-- Provided data follows --
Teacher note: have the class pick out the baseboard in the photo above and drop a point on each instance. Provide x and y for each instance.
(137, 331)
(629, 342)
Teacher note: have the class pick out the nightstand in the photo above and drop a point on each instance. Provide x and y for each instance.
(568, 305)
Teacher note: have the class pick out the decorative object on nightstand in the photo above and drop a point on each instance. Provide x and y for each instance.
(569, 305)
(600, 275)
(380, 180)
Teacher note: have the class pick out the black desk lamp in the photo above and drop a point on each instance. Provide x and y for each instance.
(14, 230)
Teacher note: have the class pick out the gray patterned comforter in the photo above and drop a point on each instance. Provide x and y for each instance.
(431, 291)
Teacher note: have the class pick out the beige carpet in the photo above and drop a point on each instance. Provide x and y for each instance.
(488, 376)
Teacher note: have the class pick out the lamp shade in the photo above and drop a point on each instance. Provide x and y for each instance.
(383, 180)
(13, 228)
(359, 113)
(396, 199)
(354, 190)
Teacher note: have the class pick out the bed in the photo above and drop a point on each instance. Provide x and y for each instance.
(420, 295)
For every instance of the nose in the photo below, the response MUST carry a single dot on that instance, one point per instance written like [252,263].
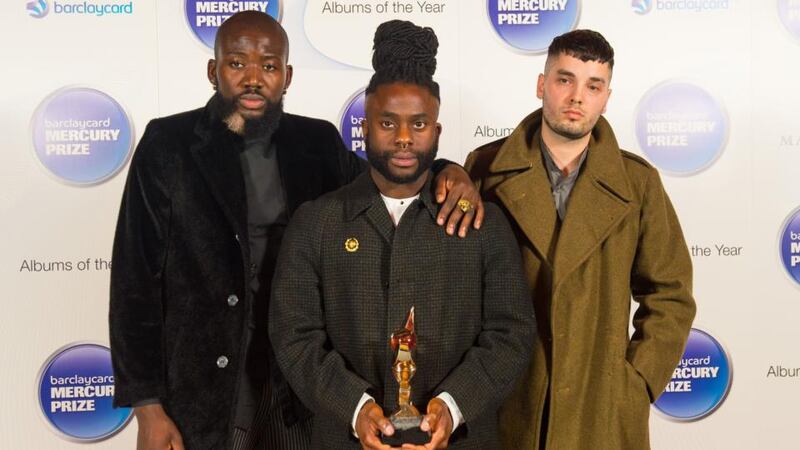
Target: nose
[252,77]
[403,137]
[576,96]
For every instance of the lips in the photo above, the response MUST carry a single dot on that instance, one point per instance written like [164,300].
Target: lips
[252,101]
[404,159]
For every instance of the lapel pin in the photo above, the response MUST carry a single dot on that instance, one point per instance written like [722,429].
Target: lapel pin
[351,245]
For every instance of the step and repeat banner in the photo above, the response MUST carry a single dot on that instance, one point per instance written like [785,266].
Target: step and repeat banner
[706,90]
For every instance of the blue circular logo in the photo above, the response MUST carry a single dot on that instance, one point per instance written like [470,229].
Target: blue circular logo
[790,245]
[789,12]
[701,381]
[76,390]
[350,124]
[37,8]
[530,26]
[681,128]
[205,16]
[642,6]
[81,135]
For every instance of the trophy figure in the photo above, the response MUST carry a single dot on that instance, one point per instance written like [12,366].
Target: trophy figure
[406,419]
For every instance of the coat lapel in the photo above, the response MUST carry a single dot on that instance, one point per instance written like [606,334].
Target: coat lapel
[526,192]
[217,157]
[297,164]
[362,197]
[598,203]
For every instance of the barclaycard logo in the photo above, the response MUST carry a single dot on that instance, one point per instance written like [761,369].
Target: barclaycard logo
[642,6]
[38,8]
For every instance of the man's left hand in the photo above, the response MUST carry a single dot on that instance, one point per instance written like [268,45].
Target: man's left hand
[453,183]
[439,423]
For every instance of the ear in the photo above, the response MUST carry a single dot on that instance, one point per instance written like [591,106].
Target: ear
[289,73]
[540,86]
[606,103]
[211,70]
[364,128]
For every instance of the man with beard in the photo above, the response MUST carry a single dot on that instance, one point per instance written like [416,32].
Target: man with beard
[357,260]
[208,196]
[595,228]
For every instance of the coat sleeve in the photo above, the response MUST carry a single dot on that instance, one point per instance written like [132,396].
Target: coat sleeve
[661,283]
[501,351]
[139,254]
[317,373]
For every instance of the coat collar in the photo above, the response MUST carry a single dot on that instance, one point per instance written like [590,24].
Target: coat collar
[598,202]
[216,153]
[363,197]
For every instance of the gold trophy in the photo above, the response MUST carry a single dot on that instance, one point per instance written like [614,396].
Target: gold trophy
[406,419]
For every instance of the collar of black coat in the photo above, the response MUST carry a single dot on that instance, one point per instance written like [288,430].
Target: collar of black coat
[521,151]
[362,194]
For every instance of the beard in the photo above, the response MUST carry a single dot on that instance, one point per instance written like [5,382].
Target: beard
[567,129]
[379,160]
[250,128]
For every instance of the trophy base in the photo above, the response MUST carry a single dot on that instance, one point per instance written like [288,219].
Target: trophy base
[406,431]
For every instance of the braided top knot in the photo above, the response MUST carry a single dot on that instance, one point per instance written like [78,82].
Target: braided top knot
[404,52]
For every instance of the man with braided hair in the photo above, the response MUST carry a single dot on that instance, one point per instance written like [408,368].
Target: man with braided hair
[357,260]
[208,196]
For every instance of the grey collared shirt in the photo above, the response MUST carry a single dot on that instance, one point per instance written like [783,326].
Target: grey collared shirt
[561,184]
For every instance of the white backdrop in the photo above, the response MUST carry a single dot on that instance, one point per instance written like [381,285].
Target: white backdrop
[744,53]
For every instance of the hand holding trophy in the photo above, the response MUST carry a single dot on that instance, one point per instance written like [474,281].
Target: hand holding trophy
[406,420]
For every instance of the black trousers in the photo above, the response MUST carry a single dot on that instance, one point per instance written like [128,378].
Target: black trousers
-- Provided data concluded --
Each record is to be restated word for word; no picture goes in.

▸ Output for this exercise
Teacher note: have the class pick out the baseboard in the photo above and drop a point on each instance. Provide x and y for each instance.
(137, 331)
(629, 342)
Teacher note: have the class pick out the nightstand in the photo above and drop a point on each instance. Provide x and y for each instance.
(568, 305)
Teacher note: have the class pick out the decorative object on nightstand in the photo above and drop a point on each instance. Provide x and y for each instance.
(569, 305)
(600, 275)
(380, 180)
Teacher note: have the class pick out the black desk lamp in the photo above and drop a point on each instance. Provide x and y for each instance.
(14, 230)
Teacher note: have the class pick out the gray patterned comforter in the photo above and drop a point on each instance. Provide x and y for each instance.
(431, 291)
Teacher note: have the class pick out the beige carpet in the photo above and drop a point on each instance. Provide x and y for each instance.
(488, 376)
Teacher note: have the class pick out the lamp shade in the photo above and drop a point on each instance. Provide x and y for each instance.
(383, 180)
(13, 228)
(359, 113)
(396, 199)
(354, 190)
Teacher note: have the class pick out the bed in the photo above and drop a point on each instance. Provide x and y for each instance.
(420, 295)
For every instance of the nose in the photo below, the response MUST carry a single dot on that instance, one point per instance written like [252,263].
Target: nose
[252,77]
[403,137]
[576,96]
For every instance of the lips in the photo above, the response MUST carry a single dot on that instance, one point per instance written like [164,300].
Target: lips
[252,101]
[404,159]
For every instance of the lapel pin in the photo above, the response MUST carry a single dot on that instance, one point per instance written like [722,429].
Target: lapel pin
[351,245]
For every instance of the step and repeat banner in the photo above, the response MUST carry a single dot on that instance, one point per instance written like [785,266].
Target: step and repeat banner
[706,90]
For every instance of the blue circular logo in the photo above, the response MUST carry a single dot on that instance, one point per instance written like [470,229].
Target: blue circular logo
[790,245]
[789,12]
[701,381]
[76,390]
[350,124]
[37,8]
[530,26]
[681,128]
[205,16]
[642,6]
[81,135]
For every instance of the trophy figure in the photo above, the response MUST carry a single dot on that instance, one point per instance written like [12,366].
Target: trophy figure
[406,419]
For every instance of the coat lapel in the photo above, the response MUST carry a single dot on that instance, one point per instance written like [606,334].
Target: coat lapel
[526,192]
[217,157]
[297,164]
[362,197]
[598,203]
For every instance of the barclaycard logo in the photo above, the response MUST carry a single dot on that instance, one point per instance written like [761,369].
Target: barclaycard logo
[642,6]
[38,8]
For every instance of the man's left hand in the photo above, the response MUST carry a single dot on that instance, one point per instance written like [268,45].
Target: man's left hand
[453,183]
[439,423]
For every instance of the ear in the photo above, the response MUST carry a single dot on that instance, one point per instance written like [591,106].
Target: ear
[289,73]
[540,86]
[606,103]
[211,70]
[364,128]
For every instance of the man with beard in the photo above, the response MUST carry a single dot on that instance, one point per instance written like [416,32].
Target: man with beard
[357,260]
[208,196]
[595,228]
For every instance of the coat sleeve in the photo above, the response MUST carry a single dot on that instance, one point per instance written like [132,396].
Target: coat sleeve
[661,283]
[501,351]
[139,254]
[317,373]
For every instance of the coat collar in the photo above, the response MUST carry a single dot on that instance, one point per instance written like [590,24].
Target: coat collar
[598,202]
[216,153]
[363,197]
For every instance of the gold trophy in the photo above, the response MUST carry a single dot on that instance, one point per instance written like [614,396].
Target: gold trophy
[406,419]
For every instance of the collar of black coat in the photo above, the response MUST carry a single dot on that instance, one point per instance written like [288,430].
Target: collar of black coat
[521,151]
[362,194]
For every instance of the beard in the photo above, the response MUST carry a single dot on that instance, one point per instance written like [5,382].
Target: beard
[567,129]
[379,160]
[250,128]
For every instance of the trophy base in the photo above, the response MUST carry a single dot on that instance, one point per instance written like [288,219].
Target: trophy base
[406,431]
For every instance of the braided top knot in the photo above, the response MUST carry a single dot on that instance, one point per instance written like [78,82].
Target: braided top knot
[404,52]
For every instance of the man with braided hair in the photo above, the response MUST carry a single dot on that instance, one point per instance written like [408,368].
Target: man with braided hair
[357,260]
[208,196]
For every instance of the grey collared shirt in the photo above, the response MUST carry a single dot on that instance, one point per instance written like [783,326].
Target: grey collared shirt
[561,184]
For every instance of the white backdrop in the photo above, the response MUST carry a single dot on that instance, one point per instance written like [381,285].
Target: white backdrop
[744,53]
For every instance of the hand holding trophy in the photo above, the response MUST carry a single dot on that instance, one point per instance written like [474,281].
Target: hand holding trophy
[406,420]
For every instance of the black trousers in the photo above, the response MUST carry a single dot on that instance, one point per instance written like [128,378].
Target: black trousers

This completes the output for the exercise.